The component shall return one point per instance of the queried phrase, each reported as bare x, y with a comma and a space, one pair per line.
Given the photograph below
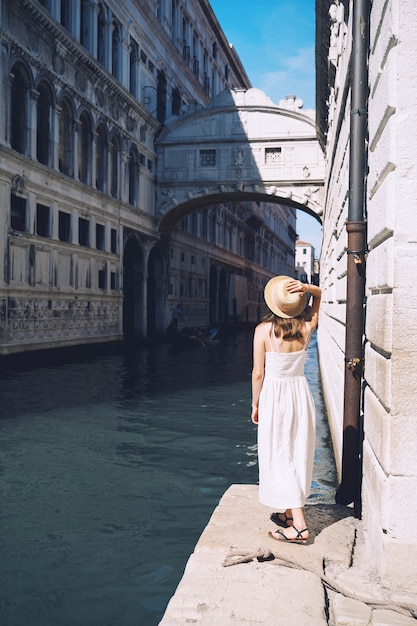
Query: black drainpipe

---

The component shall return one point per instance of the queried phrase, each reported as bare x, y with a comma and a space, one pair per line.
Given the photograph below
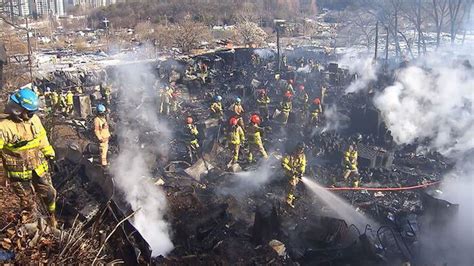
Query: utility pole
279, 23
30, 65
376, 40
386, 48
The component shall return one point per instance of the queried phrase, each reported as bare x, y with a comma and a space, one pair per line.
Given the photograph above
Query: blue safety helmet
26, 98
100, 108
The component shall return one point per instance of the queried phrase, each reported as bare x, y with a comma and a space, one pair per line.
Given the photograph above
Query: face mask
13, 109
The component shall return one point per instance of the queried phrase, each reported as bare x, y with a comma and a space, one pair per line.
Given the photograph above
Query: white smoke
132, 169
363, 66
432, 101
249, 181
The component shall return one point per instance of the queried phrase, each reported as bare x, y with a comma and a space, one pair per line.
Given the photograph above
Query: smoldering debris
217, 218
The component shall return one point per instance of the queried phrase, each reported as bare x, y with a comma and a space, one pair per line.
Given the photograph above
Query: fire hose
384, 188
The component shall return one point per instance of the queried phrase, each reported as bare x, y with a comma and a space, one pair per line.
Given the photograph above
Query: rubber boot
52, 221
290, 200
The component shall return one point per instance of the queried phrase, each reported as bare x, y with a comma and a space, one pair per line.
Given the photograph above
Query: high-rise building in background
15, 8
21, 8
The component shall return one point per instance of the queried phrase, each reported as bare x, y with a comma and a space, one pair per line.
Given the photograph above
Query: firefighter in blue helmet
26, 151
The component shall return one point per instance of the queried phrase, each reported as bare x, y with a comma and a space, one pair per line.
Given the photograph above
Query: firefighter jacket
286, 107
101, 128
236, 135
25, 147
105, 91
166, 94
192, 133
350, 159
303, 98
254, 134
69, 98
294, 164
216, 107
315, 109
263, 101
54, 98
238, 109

» Problem to solve:
Pull out each line of the records above that contains the word "blue". The match is case-sensitive.

» Written solution:
Query: blue safety helmet
Query: firefighter in blue helmet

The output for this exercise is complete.